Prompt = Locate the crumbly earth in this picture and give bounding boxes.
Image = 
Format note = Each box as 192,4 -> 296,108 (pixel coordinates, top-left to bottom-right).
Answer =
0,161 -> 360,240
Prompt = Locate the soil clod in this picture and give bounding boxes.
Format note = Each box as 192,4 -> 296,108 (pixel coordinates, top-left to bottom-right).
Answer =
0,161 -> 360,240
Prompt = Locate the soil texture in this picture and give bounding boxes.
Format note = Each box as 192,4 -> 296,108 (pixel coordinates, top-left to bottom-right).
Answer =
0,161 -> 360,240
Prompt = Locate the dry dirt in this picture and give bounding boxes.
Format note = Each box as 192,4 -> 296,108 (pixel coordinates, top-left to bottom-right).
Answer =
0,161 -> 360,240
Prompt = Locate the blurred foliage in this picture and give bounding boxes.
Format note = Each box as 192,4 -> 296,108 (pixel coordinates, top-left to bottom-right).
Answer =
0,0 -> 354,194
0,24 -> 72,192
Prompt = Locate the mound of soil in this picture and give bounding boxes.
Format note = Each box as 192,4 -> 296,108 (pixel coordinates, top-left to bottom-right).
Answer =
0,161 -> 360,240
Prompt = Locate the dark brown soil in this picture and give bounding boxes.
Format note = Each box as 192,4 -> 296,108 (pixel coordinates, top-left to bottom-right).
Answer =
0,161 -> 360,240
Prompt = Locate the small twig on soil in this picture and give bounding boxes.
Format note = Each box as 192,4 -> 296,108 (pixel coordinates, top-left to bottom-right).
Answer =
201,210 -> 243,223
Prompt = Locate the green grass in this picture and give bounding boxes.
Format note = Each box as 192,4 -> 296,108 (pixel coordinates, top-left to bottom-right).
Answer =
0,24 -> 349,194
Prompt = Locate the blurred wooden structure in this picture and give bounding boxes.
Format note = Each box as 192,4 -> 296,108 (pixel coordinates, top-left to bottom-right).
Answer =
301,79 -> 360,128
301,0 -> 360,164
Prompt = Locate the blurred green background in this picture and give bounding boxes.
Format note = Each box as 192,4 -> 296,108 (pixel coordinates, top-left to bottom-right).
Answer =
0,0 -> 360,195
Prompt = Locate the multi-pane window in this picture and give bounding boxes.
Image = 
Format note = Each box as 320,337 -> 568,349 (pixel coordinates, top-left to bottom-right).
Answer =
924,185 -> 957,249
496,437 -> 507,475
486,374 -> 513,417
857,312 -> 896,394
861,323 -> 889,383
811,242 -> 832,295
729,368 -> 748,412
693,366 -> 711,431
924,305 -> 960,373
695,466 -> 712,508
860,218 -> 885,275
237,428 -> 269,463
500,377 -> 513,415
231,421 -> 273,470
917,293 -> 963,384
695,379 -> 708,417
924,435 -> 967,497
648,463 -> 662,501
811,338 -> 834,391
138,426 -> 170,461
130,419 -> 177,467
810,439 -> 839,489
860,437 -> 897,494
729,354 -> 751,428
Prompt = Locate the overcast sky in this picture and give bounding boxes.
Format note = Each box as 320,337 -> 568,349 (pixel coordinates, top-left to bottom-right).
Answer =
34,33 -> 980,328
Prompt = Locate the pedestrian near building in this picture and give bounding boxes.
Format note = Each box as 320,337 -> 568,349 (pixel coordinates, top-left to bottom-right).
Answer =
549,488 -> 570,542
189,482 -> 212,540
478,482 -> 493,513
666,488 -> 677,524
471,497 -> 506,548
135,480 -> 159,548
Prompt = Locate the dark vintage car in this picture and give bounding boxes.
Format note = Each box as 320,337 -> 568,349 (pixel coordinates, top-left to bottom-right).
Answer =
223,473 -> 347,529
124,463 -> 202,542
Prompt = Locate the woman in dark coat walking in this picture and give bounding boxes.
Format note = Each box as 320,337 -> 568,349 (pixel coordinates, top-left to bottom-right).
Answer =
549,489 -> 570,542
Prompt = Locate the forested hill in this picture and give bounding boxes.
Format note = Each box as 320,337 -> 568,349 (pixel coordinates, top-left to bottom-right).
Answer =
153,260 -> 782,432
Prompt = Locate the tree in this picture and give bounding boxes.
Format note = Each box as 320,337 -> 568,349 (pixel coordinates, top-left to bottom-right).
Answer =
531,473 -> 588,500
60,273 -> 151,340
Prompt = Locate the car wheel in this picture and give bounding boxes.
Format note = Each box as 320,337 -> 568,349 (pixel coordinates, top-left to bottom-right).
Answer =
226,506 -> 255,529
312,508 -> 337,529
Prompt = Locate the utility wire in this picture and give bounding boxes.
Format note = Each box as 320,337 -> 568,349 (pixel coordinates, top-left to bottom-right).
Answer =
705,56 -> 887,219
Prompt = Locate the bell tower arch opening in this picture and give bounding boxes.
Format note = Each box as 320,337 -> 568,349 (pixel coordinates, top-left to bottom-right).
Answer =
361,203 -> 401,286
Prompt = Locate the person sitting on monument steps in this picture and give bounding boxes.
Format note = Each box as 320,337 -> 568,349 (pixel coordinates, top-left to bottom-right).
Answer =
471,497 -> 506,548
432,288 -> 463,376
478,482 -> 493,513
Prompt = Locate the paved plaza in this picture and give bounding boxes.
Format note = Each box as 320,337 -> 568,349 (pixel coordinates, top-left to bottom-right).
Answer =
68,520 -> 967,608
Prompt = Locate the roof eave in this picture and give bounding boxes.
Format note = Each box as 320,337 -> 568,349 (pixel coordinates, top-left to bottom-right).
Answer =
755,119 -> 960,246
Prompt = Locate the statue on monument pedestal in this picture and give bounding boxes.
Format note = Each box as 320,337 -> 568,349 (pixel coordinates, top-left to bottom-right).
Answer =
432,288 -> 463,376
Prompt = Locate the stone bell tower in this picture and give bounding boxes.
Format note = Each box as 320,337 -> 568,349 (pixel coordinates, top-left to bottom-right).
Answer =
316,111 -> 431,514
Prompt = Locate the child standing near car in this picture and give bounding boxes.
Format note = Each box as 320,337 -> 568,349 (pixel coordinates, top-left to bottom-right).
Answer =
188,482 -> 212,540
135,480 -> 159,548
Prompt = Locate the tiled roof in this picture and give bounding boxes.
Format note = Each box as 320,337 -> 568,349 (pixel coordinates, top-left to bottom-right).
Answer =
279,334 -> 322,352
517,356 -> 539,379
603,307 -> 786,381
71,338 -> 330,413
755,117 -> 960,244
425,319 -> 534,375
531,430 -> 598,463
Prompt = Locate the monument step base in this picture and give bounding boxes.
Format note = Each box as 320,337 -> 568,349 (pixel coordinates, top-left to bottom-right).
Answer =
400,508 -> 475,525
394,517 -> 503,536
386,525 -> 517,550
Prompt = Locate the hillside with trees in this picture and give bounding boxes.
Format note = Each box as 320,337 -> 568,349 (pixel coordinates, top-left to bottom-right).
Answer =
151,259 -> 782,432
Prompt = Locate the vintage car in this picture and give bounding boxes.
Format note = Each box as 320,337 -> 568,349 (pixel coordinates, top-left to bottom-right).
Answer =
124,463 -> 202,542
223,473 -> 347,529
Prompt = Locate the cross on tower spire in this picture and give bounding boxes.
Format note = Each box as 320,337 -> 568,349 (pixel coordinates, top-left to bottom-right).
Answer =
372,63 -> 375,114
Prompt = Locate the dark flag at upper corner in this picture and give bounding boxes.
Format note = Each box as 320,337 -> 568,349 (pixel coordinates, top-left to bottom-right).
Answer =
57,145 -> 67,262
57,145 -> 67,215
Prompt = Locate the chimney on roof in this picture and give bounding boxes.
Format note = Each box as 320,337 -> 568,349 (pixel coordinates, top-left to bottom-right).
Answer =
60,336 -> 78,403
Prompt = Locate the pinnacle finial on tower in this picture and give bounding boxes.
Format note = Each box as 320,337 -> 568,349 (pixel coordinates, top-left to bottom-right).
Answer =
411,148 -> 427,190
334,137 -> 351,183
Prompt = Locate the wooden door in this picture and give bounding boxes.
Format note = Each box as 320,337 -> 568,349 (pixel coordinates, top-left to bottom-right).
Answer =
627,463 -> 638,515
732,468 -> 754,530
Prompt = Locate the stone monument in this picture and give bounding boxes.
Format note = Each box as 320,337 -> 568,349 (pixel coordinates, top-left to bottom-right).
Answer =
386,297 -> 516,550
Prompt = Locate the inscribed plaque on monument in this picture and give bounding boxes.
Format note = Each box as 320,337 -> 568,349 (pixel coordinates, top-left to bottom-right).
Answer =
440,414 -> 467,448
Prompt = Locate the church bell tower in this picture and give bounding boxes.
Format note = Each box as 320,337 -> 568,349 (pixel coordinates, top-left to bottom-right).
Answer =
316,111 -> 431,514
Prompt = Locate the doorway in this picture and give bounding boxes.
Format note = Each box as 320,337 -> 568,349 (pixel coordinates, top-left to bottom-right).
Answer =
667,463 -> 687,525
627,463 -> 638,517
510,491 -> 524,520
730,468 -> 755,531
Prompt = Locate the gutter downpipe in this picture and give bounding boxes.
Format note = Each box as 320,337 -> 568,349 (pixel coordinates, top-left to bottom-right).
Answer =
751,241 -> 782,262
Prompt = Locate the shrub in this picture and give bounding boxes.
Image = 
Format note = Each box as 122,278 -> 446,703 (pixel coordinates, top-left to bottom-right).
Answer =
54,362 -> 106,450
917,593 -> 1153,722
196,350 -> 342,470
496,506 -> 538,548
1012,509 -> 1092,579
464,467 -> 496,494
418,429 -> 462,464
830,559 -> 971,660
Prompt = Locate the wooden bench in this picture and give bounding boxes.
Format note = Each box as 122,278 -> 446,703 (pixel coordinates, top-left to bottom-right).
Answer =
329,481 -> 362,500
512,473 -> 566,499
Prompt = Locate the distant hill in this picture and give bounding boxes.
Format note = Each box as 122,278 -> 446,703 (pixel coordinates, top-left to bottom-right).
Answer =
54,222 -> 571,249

━━━━━━━━━━━━━━━━━━━━

EXERCISE DETAILS: Gather every line of the items above that contains the string "soil". Case matters.

RESPONSE FOR THIS EXERCISE:
Prompt = Locate the soil clod in this picture and give bounding boxes.
Prompt = Locate the soil texture in this picture and give bounding boxes.
Prompt = Locate the mound of soil in this picture and give bounding boxes.
Prompt = Locate the dark brown soil in this picture and give bounding boxes.
Prompt = Locate the small twig on soil in this picture and give bounding boxes.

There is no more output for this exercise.